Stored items
——————

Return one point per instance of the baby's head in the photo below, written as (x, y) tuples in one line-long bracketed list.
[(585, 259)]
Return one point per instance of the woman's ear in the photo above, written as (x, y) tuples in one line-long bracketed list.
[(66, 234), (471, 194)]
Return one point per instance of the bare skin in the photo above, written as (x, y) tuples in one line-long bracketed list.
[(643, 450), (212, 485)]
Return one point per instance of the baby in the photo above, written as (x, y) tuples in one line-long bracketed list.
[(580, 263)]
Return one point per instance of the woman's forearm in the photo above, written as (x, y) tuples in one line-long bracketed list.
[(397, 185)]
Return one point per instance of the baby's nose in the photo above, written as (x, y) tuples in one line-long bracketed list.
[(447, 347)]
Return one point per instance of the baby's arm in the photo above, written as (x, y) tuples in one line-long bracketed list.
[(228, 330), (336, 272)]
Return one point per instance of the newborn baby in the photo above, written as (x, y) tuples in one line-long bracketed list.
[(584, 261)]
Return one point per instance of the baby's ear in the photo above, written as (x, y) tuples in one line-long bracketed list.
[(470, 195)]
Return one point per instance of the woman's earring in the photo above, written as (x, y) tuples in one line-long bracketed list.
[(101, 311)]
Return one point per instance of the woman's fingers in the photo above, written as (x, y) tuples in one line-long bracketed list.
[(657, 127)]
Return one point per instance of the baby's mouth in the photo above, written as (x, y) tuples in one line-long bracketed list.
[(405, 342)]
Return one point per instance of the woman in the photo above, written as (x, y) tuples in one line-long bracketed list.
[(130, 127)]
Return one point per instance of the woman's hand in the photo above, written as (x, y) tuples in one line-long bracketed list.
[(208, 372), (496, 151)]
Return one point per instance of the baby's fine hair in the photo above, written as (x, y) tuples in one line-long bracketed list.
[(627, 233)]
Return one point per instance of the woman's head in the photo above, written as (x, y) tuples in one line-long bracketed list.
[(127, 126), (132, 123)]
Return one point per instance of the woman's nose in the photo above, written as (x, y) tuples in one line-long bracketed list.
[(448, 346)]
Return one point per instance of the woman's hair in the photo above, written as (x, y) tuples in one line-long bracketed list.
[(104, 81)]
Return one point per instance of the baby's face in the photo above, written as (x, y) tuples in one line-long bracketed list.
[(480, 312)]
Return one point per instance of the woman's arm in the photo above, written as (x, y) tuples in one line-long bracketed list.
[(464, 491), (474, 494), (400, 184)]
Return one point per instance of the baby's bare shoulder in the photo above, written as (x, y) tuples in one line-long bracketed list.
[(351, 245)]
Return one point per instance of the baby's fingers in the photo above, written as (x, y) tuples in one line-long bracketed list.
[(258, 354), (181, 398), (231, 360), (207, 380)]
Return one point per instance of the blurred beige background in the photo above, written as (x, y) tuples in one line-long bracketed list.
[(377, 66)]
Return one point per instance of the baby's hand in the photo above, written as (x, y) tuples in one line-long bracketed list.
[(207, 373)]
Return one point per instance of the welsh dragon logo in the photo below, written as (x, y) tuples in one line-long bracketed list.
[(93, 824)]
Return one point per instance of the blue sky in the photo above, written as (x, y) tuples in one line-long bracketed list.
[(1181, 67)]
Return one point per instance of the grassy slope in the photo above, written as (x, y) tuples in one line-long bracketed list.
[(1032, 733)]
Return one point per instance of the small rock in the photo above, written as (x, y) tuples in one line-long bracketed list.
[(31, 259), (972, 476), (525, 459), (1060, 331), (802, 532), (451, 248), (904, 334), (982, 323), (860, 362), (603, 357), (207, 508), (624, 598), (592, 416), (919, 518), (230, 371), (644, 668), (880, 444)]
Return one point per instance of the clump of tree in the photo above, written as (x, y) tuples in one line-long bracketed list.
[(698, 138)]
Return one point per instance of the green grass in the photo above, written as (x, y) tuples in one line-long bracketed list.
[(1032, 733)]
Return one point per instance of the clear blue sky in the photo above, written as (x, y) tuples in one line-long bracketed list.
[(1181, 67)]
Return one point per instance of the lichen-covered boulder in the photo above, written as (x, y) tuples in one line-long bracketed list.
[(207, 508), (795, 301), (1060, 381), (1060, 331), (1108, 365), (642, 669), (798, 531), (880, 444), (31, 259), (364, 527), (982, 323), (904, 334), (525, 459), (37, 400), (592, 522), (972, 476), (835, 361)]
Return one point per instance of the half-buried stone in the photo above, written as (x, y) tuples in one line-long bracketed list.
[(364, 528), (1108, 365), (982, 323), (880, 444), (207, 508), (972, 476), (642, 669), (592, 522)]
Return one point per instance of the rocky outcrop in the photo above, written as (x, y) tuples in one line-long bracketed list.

——————

◆ WHAT THE EXERCISE ASKS: Repeat, without changes, every line from the one that contains "Return one point per instance of the baby's fingers" through the final line of the data.

◆ COMPLETE OUTPUT:
Return one point per instance of the baby's fingers in the photo above, written as (x, y) tuples in one line-long bracketed list.
[(258, 354), (181, 398), (231, 360), (207, 380)]
Return one point per instance of the blurred beige background in the photo above, written as (x, y) tuples in one line-long bracketed list.
[(377, 66)]
Return one point per instance of the baby's hand in the photo above, written as (x, y) tuples in one line-long bracketed list.
[(207, 373)]
Return one point per instance of the welsh dragon logo in the photo below, written as (x, y) tuples in one line-long bracketed list.
[(93, 824)]
Return one point per instance of the blue sky in the photo above, written as (x, y) tuples in one line-long bracketed list.
[(1181, 67)]
Return one point per instance of the grassy slope in the photo above, written as (x, y) tuples in one line-long bracketed list.
[(1032, 733)]
Return one point per instance of the small rock in the photo above, written as (x, y) tuples in one line-long bracketed list.
[(31, 259), (972, 476), (525, 459), (1060, 331), (802, 532), (451, 248), (904, 334), (982, 323), (860, 362), (603, 357), (207, 508), (624, 598), (592, 416), (919, 518), (230, 371), (644, 668), (880, 444)]
Return one point per instance of the clump of tree in the photo above, written as (x, y) tuples in one line-long bracketed list.
[(698, 138)]
Return one point per instance of the green grass in the photo above, written as (x, y) tuples in one line-long bracketed list.
[(1032, 733)]
Return one point per instance of the clear blue sky in the photo above, written as (x, y) tuples in one line-long bracketed list.
[(1181, 67)]
Return one point per instance of the lichen-covered boulder in the photo above, written as (x, y) tuples in one line-long bracketed list.
[(207, 508), (795, 301), (1060, 381), (1060, 331), (1108, 365), (642, 669), (798, 531), (880, 444), (31, 259), (364, 527), (982, 323), (904, 334), (525, 459), (37, 400), (592, 522), (972, 476), (835, 361)]
Return one point per instance of the half-buried stone in the photo above, written as (x, y) tuples in one line-long bracketed list.
[(364, 528), (1108, 365), (982, 323), (880, 444), (207, 508), (972, 476), (642, 669), (592, 522)]
Return one point per instance of the rocky outcrop in the photo above, written as (x, y) tuples in one line-long bracketed list.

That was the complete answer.